Text:
---

Çorlu  () is a northwestern Turkish city in inland Eastern Thrace that falls under the administration of the Province of Tekirdağ. It is a rapidly growing industrial centre built on flatland located on the motorway Otoyol 3 and off the highway D.100 between Istanbul and Turkey's border with Greece and Bulgaria.

The nearest airport is Tekirdağ-Çorlu Airport (TEQ).

History
Bronze Age relics have been found in various areas of Thrace including Çorlu and by 1000 BC the area was a Phrygian-Greek colony named Tzirallum, Tzirallun, or Tzirallon (Τζίραλλον) . The area was subsequently controlled by the Greeks, Persians, Romans and Byzantines.

During Roman and Byzantine times, the town was referred to as Tzouroulos, or Syrallo. The spelling "Zorolus" is used for the Latinised form of the name of the episcopal see identified with present-day Çorlu in the Catholic Church's list of titular sees. Some writers have identified the Roman town of Caenophrurium (the stronghold of the Caeni and the place where Emperor Aurelian was murdered in 275) with Çorlu, but this seems unlikely as the Antonine Itinerary lists Cenofrurium as two stages and 36 Roman miles () closer to Byzantium than Tzirallum, and the Tabula Peutingeriana shows the locations separately. There were important Roman and Byzantine fortifications at Caenophrurium, which was a base for controlling large areas of Thrace.

Ottoman era onwards 
Following a tumultuous early history, Çorlu was brought under Ottoman control by Sultan Murad I, who immediately ordered the destruction of the Roman walls as part of a policy of opening up the town under the Pax Ottomana. In the Ottoman period, the town remained an important staging post on the road from Constantinople to Greece.

The nearby village of Uğraşdere was the site of the battle in which Sultan Beyazid II defeated his son Selim I  in August 1511; a year later Beyazid II was defeated by Selim, becoming the first Ottoman father to be overthrown by his son. Beyazid II died in Çorlu on his way to exile in Dimetoka. Coincidentally, Selim himself died in Çorlu nine years into his reign. Both father and son are buried in Istanbul.

In the late 18th century, when the Ottoman Empire began to decline in both military and economic power, the city found itself at the crossroads of numerous conflicts. Turkish refugees were settled in the city when the Ottomans lost control of Crimea to the Russians. The grandchildren of these refugees met the Russians themselves when Çorlu was briefly occupied by Russian troops during the Russo-Turkish War of 1877-1878. During the Balkan Wars of 1912–1913, Çorlu served as the command post for the Ottoman army, but was taken by Bulgarian troops in December 1912.; it was recaptured by Turkish forces during the Second Balkan War in July 1913. Çorlu was then occupied by Greek troops from 1920 to 1922 during the Turkish War of Independence, but was eventually ceded by Britain in accordance with the armistice of Mudanya.

---

Point-labeling dataset excerpts
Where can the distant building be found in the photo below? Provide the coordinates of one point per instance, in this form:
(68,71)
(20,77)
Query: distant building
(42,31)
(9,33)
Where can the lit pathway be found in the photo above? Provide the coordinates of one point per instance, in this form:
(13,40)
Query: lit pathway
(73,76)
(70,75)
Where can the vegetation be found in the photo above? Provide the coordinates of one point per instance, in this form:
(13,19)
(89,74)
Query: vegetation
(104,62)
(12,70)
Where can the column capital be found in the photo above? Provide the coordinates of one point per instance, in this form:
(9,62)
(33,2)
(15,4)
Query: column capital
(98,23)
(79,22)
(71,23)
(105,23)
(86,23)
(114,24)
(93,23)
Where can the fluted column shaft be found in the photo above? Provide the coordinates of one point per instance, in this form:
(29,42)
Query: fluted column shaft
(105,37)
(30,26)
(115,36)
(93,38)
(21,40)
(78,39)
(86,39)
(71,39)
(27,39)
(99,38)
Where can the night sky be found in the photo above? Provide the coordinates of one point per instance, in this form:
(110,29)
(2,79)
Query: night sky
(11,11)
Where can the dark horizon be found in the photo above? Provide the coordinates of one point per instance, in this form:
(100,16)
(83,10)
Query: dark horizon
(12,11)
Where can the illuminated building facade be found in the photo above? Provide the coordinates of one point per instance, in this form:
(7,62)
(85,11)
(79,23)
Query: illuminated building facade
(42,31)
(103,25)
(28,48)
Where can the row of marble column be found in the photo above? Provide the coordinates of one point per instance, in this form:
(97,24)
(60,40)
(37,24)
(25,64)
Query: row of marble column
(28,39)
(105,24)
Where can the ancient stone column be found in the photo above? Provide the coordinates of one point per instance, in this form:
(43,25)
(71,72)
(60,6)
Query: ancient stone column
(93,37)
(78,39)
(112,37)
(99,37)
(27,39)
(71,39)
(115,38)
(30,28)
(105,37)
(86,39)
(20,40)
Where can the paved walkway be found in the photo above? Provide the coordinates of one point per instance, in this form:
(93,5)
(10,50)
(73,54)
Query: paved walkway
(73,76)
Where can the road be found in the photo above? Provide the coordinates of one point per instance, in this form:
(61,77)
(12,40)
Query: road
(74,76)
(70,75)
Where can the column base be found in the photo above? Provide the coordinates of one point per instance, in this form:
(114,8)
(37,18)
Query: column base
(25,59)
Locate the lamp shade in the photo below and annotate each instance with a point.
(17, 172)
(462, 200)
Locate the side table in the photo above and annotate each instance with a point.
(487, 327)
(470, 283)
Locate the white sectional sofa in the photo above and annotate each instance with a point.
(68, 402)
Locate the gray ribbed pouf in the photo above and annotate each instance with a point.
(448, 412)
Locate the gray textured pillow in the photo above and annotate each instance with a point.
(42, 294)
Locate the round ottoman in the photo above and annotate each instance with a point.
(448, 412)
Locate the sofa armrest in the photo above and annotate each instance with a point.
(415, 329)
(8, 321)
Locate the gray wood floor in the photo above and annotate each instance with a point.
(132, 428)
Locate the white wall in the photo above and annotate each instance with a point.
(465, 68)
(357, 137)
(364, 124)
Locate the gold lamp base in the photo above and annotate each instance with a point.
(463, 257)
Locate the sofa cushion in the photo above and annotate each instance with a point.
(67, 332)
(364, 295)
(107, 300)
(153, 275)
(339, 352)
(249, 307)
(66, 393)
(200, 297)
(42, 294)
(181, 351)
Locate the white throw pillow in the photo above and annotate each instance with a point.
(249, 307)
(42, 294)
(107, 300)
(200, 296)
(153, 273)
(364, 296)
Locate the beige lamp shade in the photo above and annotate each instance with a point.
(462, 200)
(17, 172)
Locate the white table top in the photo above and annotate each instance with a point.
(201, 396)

---

List of tasks:
**1.** According to the text on Çorlu, which peoples controlled the area after it was a Phrygian-Greek colony? Name every one.
**2.** Carry on with the history of Çorlu from its final sentence, picking up right after that sentence.
These rows were drawn from a separate source unrelated to the text.

Responses in order:
**1.** The Greeks, Persians, Romans and Byzantines

**2.**
The city became a part of the Republic of Turkey following its foundation in 1923. It continues to be an important garrison for the Turkish army as the home of the 189th Infantry Regiment.

Çorlu today

The city today is more populous than the provincial capital of Tekirdağ, owing to a population spurt initially caused by the exodus of Turks from Bulgaria in 1989 who complemented the traditional left-leaning, industrial working-class of Çorlu; a second wave of migrants from rural Anatolia came to work in the factories in the 1990s and they now make up much of the conservative populace of the city. There is also small Romani and Jewish communities.  For a while the city also had a population of ethnic Albanians and Bosnians flown in during the Kosovo conflict as part of Turkey and North Macedonia's efforts to aid the populations of former Yugoslavia by offering them temporary asylum.

The town centre consists of a mixture of traditional structures and modern concrete apartment blocks providing public housing, as well as amenities such as basic shopping and fast-food restaurants, and essential infrastructure. However, there is little in the way of culture beyond cinemas and wedding-party venues. The road through the city centre is often congested, as it isn't adequate for the needs of a city of a quarter million people. Local shopping facilities have recently been enhanced by the 25 km2 Orion Mall. There is little to no nightlife but, since Çorlu is close to Istanbul, locals can and often do easily go to "the city" for the weekend.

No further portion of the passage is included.